* PROMPT *
Each entry here needs to be given again exactly.
START WORKING DATA
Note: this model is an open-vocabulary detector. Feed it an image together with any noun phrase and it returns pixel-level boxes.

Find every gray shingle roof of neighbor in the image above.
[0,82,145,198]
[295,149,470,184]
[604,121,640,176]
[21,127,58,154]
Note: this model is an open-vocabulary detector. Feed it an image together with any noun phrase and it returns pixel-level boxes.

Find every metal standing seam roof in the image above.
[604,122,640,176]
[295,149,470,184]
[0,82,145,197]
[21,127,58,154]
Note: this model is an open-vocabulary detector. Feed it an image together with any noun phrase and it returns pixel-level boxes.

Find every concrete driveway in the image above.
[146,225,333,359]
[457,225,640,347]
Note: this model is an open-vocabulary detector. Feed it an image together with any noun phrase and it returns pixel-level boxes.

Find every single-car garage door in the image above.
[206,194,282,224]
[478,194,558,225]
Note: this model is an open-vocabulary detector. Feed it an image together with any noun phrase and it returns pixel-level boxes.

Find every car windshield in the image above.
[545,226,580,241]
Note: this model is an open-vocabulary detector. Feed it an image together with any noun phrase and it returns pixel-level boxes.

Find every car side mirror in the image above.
END WORKING DATA
* EXERCISE RESULT *
Note: this model is an open-vocabulary detector. Feed it an image together with any noun phrase and it returns pixel-level boxes.

Find every gray shingle roof of neighbor in the image above.
[0,82,145,198]
[295,149,470,184]
[604,121,640,176]
[21,127,58,154]
Note: this model is an open-vocabulary detector. Feed it an image together with any noun phrase and it returns pixel-level boxes.

Find every metal standing seam roof in the image above.
[604,122,640,176]
[295,149,470,184]
[0,82,145,197]
[21,127,58,154]
Note: this model is an open-vocabulary detector. Feed it an image together with any noun phrase and it returns pixel-level boxes.

Find every concrete driveway in the image above.
[146,225,333,359]
[457,225,640,347]
Note: this model is an open-vocabulary detector. Feed it an image together with any noun phrase and it returns pixel-level boxes.

Find every single-car garage door in the image above.
[206,194,282,224]
[478,194,558,225]
Note: this model is an open-vocabulary detector. Feed it an image together with any noun phrase and it returns pixel-level boxes.

Find every car windshield in the image above.
[545,226,580,241]
Note: this model is an open-vocabulary detector. Feed it an image together with any noun phrase and it returns pixel-level boxes.

Find every car side mirror in the image above.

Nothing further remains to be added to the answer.